>> Start Provided records
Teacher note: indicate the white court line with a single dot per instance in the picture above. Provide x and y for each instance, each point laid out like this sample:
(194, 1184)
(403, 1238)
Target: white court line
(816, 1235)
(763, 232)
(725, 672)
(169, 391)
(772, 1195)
>> End Provided records
> [Short problem]
Rewrite the entries above, substituting "boundary line" for each "court line" and leaving everything else unchanged.

> [Full answer]
Teacher note: indicate the white boundary line with a single dot per instance in the picture above. Provide x and y for each instance, each point laid out like this sample:
(194, 1184)
(403, 1238)
Target: white boundary line
(816, 1235)
(763, 232)
(725, 672)
(169, 391)
(772, 1195)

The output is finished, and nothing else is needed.